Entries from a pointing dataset
** START **

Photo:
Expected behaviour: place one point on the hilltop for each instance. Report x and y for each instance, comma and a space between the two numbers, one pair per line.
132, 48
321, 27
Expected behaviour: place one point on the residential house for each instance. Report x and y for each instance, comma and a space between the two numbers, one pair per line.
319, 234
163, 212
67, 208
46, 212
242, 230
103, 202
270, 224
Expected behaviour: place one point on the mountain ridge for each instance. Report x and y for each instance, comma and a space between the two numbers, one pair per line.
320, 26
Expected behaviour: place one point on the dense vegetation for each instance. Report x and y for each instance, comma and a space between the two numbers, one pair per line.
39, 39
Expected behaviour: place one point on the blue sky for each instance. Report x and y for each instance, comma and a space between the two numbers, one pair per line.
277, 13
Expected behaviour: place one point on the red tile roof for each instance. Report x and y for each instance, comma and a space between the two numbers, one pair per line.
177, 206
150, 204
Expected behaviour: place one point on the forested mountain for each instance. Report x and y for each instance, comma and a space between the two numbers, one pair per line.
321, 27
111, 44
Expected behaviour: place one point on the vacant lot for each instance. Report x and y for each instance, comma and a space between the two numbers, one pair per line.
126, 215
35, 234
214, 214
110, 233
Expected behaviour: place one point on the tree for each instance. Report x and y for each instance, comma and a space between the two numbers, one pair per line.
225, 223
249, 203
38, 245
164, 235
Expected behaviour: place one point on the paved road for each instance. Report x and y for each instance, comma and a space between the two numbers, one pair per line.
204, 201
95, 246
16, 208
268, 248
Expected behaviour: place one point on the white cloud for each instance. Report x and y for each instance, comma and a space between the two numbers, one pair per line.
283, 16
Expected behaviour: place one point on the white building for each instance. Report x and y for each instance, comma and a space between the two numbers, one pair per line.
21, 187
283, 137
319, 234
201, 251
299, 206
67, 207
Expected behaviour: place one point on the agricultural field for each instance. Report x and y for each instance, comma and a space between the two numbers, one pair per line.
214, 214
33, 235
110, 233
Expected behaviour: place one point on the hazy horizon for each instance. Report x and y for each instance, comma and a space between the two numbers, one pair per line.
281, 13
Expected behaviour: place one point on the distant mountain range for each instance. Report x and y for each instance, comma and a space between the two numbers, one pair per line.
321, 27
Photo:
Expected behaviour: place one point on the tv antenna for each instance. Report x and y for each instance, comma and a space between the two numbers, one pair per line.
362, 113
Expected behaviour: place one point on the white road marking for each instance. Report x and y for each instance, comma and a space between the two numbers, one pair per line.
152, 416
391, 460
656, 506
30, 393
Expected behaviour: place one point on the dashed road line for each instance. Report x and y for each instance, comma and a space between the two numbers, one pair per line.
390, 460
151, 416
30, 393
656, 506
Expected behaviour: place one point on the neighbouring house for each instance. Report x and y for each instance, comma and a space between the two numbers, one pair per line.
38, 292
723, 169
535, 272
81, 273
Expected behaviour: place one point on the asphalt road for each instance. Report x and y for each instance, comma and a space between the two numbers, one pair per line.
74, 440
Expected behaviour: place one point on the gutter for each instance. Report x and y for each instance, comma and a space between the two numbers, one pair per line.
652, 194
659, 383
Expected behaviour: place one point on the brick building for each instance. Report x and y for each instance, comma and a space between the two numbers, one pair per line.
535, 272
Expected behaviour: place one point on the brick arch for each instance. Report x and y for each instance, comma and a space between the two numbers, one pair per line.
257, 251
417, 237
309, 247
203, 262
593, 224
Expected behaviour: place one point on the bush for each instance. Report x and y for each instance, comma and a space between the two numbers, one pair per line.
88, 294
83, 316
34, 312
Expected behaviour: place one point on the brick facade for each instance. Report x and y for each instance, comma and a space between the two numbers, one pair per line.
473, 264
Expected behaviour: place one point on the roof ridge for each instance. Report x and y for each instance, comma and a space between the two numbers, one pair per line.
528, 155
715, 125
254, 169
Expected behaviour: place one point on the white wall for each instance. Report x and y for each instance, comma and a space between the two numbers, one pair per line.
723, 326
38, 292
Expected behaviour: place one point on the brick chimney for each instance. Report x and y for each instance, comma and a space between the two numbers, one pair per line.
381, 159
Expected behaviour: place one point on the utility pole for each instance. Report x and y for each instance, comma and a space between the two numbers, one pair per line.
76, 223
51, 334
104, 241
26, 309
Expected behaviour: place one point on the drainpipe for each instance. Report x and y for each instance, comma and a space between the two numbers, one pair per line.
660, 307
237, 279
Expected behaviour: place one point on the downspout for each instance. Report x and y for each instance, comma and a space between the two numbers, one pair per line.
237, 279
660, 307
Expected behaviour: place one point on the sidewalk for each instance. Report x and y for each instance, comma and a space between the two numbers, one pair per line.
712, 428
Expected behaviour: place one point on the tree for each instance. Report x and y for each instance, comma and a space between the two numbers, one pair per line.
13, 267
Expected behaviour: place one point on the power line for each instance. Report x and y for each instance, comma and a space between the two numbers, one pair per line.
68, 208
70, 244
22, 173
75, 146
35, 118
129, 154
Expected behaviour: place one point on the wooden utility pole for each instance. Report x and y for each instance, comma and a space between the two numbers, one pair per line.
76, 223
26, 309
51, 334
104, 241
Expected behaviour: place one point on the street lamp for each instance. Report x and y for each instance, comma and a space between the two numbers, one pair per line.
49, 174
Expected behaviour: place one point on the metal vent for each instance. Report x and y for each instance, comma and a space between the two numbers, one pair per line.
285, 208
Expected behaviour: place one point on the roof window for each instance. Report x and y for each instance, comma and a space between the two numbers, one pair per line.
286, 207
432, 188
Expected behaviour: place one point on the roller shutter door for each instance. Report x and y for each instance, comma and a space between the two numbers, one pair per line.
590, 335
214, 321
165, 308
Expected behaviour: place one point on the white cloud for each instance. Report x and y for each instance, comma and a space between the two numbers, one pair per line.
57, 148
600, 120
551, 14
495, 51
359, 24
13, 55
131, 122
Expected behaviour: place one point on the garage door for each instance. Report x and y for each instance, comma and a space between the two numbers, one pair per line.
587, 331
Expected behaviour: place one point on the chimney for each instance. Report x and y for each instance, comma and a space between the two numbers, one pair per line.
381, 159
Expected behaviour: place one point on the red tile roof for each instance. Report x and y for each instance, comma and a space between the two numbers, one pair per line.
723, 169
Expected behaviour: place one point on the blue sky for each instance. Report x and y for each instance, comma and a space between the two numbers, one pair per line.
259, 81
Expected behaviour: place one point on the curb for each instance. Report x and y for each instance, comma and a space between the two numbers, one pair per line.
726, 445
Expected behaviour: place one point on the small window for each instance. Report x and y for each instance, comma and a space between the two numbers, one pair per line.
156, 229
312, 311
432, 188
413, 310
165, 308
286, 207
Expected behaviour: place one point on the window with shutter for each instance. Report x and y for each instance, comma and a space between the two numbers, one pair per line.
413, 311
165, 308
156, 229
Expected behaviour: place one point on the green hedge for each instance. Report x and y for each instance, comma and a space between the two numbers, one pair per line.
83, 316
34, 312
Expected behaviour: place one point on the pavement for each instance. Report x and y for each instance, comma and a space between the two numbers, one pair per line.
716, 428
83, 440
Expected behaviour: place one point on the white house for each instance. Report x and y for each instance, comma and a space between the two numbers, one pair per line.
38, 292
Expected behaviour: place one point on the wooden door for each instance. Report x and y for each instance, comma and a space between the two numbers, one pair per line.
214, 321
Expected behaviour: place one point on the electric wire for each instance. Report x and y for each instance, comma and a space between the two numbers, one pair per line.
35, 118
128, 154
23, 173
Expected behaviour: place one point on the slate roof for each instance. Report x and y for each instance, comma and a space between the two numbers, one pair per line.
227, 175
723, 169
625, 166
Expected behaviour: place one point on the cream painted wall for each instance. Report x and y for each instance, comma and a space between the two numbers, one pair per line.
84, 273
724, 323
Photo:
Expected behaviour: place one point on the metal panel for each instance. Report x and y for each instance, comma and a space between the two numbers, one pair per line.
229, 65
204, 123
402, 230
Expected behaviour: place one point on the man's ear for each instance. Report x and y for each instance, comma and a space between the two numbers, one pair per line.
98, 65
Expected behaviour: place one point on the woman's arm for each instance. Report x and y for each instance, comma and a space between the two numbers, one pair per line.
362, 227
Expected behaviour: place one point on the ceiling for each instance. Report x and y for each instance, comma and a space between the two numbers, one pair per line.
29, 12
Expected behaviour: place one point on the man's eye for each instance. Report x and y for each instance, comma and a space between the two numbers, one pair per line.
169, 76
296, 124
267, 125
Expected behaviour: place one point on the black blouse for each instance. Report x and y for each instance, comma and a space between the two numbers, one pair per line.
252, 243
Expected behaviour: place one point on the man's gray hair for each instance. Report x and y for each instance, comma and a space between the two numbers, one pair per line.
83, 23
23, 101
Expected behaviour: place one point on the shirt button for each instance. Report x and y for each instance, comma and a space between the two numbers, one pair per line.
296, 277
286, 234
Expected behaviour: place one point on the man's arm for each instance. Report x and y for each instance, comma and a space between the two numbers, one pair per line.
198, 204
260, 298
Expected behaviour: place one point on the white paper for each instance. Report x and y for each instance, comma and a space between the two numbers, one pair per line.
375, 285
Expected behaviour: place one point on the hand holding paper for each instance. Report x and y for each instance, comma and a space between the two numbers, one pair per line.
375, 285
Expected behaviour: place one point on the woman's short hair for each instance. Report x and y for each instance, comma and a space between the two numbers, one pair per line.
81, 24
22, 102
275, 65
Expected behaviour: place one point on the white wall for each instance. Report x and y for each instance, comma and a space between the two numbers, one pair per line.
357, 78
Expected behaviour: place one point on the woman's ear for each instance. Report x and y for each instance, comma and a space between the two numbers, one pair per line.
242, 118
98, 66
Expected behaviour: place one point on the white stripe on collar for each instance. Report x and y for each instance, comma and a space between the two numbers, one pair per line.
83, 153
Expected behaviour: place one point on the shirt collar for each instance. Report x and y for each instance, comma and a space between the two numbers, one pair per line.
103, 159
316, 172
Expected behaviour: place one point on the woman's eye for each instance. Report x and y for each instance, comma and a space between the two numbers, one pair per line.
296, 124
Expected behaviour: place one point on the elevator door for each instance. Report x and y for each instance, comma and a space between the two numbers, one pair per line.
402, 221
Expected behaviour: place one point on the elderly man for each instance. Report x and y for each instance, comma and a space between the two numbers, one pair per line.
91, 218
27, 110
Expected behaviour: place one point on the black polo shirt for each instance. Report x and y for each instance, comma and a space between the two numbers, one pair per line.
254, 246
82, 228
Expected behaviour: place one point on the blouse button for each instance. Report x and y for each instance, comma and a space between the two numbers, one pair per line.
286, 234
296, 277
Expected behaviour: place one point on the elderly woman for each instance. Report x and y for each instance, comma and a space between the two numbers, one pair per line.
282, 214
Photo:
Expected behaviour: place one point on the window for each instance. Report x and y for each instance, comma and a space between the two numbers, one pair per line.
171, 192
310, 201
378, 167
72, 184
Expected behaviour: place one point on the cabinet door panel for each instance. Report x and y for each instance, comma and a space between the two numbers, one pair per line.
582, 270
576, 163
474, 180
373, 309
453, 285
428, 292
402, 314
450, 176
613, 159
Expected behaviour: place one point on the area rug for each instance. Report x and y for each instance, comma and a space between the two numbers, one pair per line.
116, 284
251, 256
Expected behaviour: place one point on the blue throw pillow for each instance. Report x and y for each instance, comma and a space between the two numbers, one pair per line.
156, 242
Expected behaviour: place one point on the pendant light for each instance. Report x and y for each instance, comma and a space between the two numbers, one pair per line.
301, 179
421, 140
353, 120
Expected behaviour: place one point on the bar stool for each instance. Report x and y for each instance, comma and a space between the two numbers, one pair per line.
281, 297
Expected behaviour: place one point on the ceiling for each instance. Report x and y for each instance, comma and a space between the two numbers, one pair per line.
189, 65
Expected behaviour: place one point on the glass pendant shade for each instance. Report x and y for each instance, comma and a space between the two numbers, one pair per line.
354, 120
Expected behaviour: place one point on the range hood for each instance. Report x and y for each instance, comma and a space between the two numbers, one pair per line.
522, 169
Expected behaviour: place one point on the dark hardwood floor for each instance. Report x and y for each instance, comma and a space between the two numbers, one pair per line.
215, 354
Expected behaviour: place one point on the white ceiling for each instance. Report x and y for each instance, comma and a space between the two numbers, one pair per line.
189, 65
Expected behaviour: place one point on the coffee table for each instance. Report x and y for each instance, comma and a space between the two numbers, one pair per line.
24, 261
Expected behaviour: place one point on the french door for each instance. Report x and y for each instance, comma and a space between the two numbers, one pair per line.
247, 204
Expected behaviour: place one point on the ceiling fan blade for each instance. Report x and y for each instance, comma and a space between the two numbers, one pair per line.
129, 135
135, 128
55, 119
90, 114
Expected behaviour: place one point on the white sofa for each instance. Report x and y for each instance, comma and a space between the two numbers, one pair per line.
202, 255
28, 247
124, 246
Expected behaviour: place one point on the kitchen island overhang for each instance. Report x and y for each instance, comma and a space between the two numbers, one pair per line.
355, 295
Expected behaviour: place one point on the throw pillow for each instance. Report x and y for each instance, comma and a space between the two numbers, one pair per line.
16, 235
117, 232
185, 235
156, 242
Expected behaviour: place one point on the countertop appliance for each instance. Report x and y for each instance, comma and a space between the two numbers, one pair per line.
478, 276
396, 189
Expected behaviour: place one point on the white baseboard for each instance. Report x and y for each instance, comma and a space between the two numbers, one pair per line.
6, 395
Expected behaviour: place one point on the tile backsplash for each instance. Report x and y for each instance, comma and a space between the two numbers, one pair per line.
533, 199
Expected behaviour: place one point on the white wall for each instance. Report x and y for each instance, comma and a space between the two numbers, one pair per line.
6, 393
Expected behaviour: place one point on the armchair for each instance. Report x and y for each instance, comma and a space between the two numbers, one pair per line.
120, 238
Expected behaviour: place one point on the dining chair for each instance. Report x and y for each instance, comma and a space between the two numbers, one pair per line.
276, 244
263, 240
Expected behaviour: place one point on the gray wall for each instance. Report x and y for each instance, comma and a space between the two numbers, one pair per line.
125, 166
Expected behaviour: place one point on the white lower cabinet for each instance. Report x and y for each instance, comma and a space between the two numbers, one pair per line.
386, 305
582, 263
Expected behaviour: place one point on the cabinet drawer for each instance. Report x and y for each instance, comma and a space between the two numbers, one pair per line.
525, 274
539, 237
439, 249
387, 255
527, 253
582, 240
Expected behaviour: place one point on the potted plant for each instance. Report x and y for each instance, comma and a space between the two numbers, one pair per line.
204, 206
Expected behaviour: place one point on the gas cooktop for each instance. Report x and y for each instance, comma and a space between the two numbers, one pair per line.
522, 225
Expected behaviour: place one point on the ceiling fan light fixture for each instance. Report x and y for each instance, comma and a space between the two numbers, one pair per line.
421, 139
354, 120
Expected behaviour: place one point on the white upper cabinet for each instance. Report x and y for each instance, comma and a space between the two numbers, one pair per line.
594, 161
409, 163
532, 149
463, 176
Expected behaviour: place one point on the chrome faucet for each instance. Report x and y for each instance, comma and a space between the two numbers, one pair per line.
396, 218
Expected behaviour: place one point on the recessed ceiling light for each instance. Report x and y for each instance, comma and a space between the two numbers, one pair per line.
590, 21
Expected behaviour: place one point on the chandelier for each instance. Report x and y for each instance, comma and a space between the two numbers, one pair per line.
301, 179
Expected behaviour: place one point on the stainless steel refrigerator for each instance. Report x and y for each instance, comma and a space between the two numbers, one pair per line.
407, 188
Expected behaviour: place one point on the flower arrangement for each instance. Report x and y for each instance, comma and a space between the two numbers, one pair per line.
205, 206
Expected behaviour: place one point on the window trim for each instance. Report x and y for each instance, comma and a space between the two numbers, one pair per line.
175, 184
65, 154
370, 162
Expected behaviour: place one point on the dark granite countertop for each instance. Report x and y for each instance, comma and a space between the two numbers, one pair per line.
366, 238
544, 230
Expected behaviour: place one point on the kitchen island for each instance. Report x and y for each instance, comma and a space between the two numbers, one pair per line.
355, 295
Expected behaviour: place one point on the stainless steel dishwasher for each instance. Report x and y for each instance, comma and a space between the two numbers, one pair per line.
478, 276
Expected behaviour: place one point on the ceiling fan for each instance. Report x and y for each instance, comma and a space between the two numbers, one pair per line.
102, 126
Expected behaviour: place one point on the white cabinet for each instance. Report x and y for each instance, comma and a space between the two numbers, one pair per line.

** END **

[TO BE DONE] Reproduce exactly the lines from the one with "stainless steel dishwasher" through the end of the entries above, both ends included.

[RESULT OF THIS EXERCISE]
Expected behaviour: place one point on the stainless steel dishwasher for each instance. Report x and y for each instance, comma and a space between the two numbers, one pair per line.
478, 276
Expected behaviour: place one point on the ceiling fan for each instance. Report x and y for each instance, comma and a space between the two numbers, one pair per line.
102, 126
Expected behaviour: place one point on the white cabinet for each instance. Report x and y for each instance, comma and a space between the two numbers, one pair per line.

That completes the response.